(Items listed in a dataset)
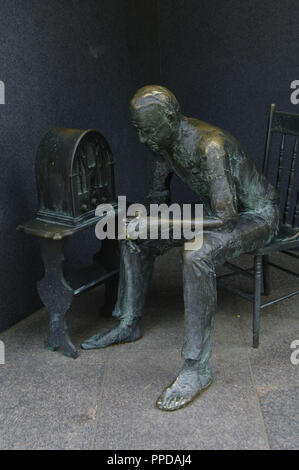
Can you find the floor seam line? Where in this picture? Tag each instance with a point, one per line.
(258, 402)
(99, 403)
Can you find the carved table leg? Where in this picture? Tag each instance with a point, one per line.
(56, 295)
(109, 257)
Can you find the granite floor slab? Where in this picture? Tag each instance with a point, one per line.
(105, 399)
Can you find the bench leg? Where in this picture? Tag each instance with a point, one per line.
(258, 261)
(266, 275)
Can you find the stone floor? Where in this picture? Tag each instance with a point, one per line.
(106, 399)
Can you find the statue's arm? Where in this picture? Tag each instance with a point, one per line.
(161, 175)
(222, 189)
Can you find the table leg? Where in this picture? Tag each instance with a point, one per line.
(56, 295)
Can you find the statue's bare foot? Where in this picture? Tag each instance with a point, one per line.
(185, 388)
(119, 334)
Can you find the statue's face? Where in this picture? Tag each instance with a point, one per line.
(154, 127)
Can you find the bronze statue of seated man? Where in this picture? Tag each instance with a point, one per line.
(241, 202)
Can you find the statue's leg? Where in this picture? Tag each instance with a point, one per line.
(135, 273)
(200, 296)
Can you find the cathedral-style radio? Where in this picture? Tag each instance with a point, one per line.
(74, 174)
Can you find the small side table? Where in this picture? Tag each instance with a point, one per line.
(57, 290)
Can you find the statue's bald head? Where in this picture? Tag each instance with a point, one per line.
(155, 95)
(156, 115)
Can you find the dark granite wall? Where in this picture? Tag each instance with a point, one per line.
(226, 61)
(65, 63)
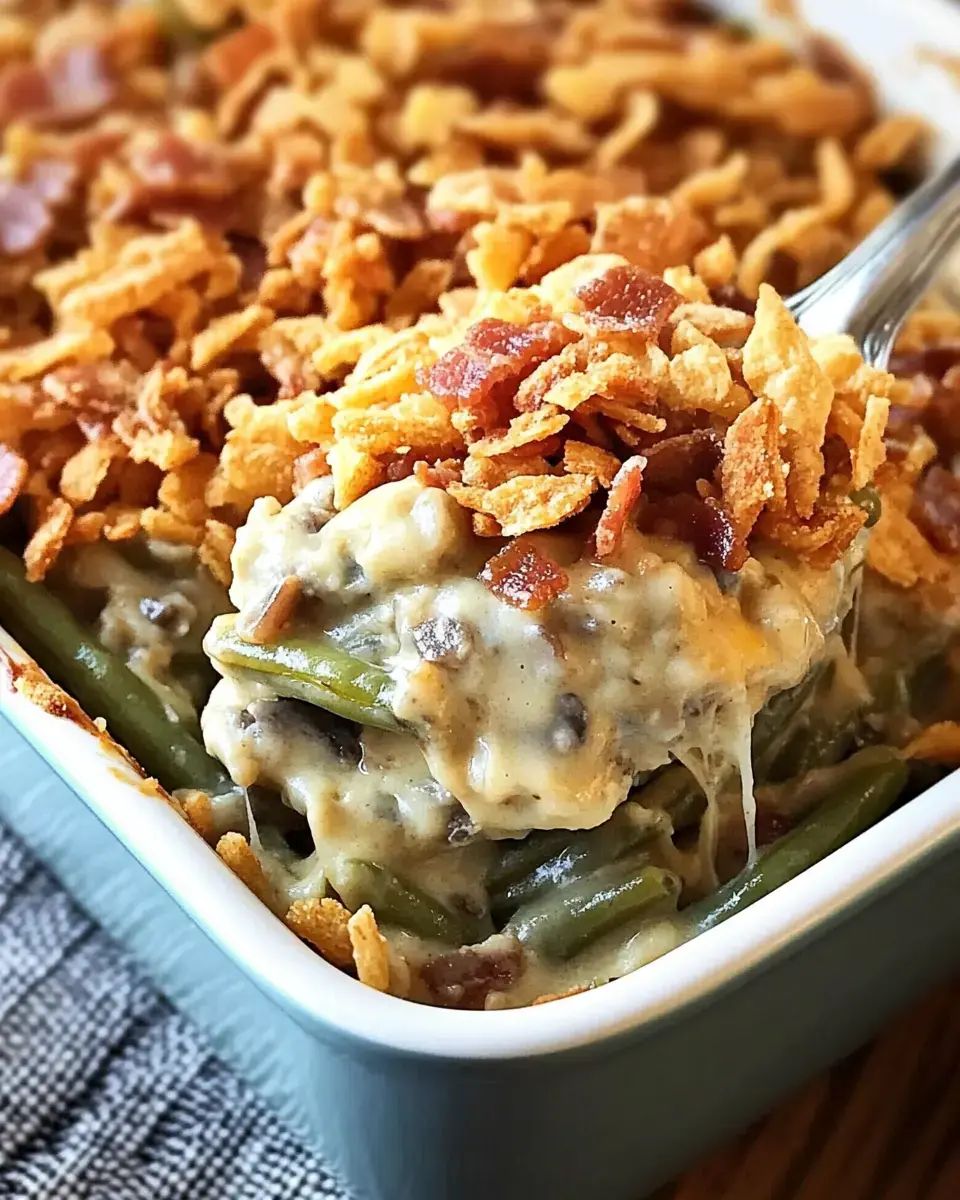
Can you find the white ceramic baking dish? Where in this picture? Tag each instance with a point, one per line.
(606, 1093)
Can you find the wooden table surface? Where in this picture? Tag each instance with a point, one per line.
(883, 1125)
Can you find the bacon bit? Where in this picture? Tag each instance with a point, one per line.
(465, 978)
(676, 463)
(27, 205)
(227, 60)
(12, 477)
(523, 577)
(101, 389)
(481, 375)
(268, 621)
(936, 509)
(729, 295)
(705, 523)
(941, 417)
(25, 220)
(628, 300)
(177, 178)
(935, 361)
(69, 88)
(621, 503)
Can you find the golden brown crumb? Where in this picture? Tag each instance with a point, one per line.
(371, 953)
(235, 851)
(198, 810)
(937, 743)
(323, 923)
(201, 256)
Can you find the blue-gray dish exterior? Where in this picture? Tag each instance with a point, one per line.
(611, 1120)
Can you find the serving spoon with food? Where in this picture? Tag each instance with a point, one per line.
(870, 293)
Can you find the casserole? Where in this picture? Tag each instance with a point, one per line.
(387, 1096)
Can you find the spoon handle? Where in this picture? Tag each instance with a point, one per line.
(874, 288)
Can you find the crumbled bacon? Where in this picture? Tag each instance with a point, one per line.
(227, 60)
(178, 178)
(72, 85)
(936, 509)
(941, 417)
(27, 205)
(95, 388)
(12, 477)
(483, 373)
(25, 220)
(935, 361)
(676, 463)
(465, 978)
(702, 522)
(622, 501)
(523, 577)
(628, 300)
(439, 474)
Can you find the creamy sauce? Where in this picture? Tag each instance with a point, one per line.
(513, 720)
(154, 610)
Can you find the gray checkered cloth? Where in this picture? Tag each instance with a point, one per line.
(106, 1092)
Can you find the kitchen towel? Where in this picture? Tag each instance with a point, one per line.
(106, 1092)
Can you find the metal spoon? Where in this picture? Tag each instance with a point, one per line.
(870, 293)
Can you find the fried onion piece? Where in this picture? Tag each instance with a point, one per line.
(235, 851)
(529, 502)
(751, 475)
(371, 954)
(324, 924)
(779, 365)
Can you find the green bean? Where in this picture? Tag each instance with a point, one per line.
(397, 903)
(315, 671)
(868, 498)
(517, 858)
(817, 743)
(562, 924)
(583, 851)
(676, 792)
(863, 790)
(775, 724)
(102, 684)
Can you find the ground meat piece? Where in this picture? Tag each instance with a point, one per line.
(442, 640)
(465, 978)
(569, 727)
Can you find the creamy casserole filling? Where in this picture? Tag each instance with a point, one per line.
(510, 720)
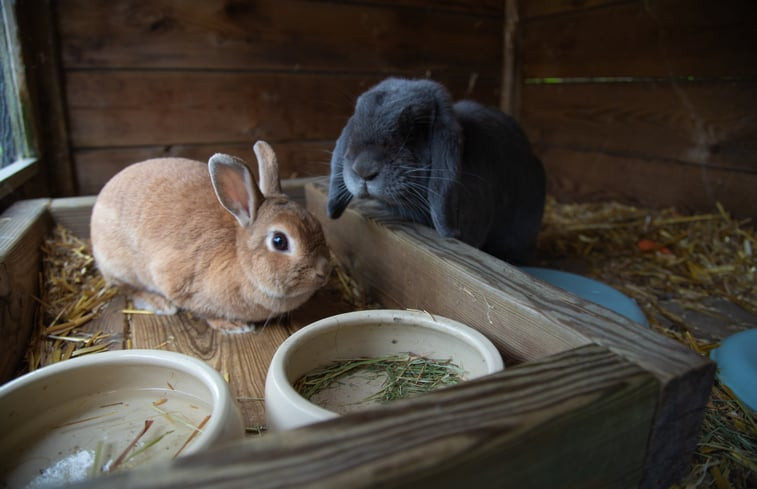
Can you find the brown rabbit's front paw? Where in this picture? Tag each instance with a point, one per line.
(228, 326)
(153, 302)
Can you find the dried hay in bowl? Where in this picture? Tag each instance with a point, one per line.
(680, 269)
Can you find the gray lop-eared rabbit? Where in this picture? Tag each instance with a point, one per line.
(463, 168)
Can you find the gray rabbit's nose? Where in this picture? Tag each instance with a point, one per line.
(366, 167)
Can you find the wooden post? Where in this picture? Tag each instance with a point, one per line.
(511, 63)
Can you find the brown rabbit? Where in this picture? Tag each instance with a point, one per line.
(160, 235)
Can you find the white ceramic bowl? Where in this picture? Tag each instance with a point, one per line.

* WHAT YOU HAVE TO DO *
A word-for-word retyping of every record is required, without the pictures.

* EXERCISE SOLUTION *
Can you find the floor seam line? Where in this picture? Tag each instance with a point, one per line.
(258, 402)
(99, 403)
Can you find the carved table leg? Where in this picture? Tag each instance with a point, one per line.
(56, 295)
(109, 257)
Can you find the granite floor slab? Where in this picture? Tag each instance with a point, one per line.
(105, 399)
Can you find the bench leg? Where in this picture? Tag each instance with a point, one per line.
(258, 261)
(266, 275)
Can you find the stone floor? Where in this picture? Tag each instance with a point, one per line.
(106, 399)
Can you find the statue's arm? Where in this picture? Tag each instance with a point, one per line.
(161, 175)
(222, 189)
Can you find the table leg? Where in this picture? Tag each instance with a point, one per line.
(56, 295)
Can you find the statue's bare foot? Where in this picture? Tag each instance with a point, one per line.
(185, 388)
(119, 334)
Can you find the statue's face? Where in this picture? Tag each instance with a point, one per line.
(154, 127)
Can you find the bronze statue of seated man? Where in this picture? Tag each instance with a point, one per line.
(241, 202)
Can you find the statue's leg? Where in this picture? Tag each instance with a point, one per line.
(135, 273)
(200, 296)
Can you find the cathedral-style radio? Where in this picture? Tag each instance with a point, one per line.
(74, 174)
Can you find the small side table? Where in this picture? Tag each instance with a point, one per line.
(57, 290)
Can you find the statue's bald head? Where in this picture? Tag each instance with a point, one per line.
(155, 95)
(156, 115)
Can you find the dark granite wall? Where in this picture? Tag each instance with a point, one per line.
(226, 61)
(65, 63)
Can you find the white ceramic baking dish? Where in this picture? Tag each instance with a point, one per line.
(606, 1093)
Can you find the wooden table surface? Where in this picture? Tag each instance with a point, one per line.
(883, 1125)
Can you find the bacon bit? Where in this picture? Tag each instance with a point, one per line.
(465, 978)
(676, 463)
(27, 205)
(227, 60)
(12, 477)
(523, 577)
(101, 389)
(481, 375)
(268, 621)
(936, 509)
(729, 295)
(705, 523)
(941, 417)
(25, 220)
(628, 300)
(177, 178)
(935, 361)
(69, 88)
(621, 503)
Can you find the golden brown crumb? Where in this picture? Tag each instance with a point, one per line.
(371, 953)
(235, 851)
(198, 810)
(937, 743)
(323, 923)
(201, 256)
Can you find the blue-gray dish exterior? Where in this picture? Tag each instance with a point, one per line.
(611, 1120)
Can you find the serving spoon with food? Where in this picture? Tag each instance with a point, one per line.
(870, 293)
Can you find the casserole? Where in this picture? Tag each instance with a point, one per line.
(387, 1096)
Can you find the spoon handle? Where in this picture? Tag each instance with a point, one per line.
(874, 288)
Can you find the crumbled bacon? Where in this picture? Tag each instance with a point, one per line.
(227, 60)
(178, 178)
(72, 85)
(936, 509)
(941, 417)
(27, 205)
(95, 388)
(12, 477)
(483, 373)
(25, 220)
(935, 361)
(676, 463)
(465, 978)
(702, 522)
(622, 501)
(523, 577)
(628, 300)
(439, 474)
Can you find the creamy sauce? Where in this picture? Tag each instance with a point, one per line.
(513, 720)
(154, 610)
Can you find the gray checkered cloth? Where in this picture? Tag each instance with a point, one per line.
(106, 1092)
Can you find the kitchen towel? Where in this picture? Tag each instance with a point, one per line.
(106, 1092)
Can you find the metal spoon? Where in this picture? Tag each instance with a point, one per line.
(870, 293)
Can you find the fried onion piece? Where in this picture? Tag each instance with a point, one per line.
(235, 851)
(529, 502)
(751, 475)
(371, 954)
(324, 924)
(779, 365)
Can you find the green bean? Where in this picture? Tag each instance with a point, one per line.
(397, 903)
(315, 671)
(868, 498)
(517, 858)
(817, 743)
(562, 924)
(583, 851)
(676, 792)
(863, 790)
(775, 724)
(102, 684)
Can you find the ground meat piece? Where in this picture? Tag each instance with a point, one per line.
(442, 640)
(465, 978)
(569, 727)
Can you find the creamy casserole filling? Where in this picture? Tag each instance with a point, one per line.
(510, 720)
Can you find the brown rabbit's front paw? Where in this picture? Tag each instance with a point, one per line.
(228, 326)
(153, 302)
Can you find the dried hay in bowl? Where in this picture? Tag each instance with a point, one per line.
(680, 269)
Can you find the gray lop-eared rabbit? Where in this picture? Tag each instance with a point, one per line.
(463, 168)
Can you find the gray rabbit's nose? Where in this picture? Tag each instance with a point, one per line.
(366, 167)
Can you find the wooden post? Where in this picture? Tag each instance with a point, one per line.
(511, 63)
Can you find the brown rabbit? Where in this picture? Tag each instance with a point, one per line.
(160, 235)
Can you find the white ceramic bowl? Where in this picture? Tag each instance with a point, one per line.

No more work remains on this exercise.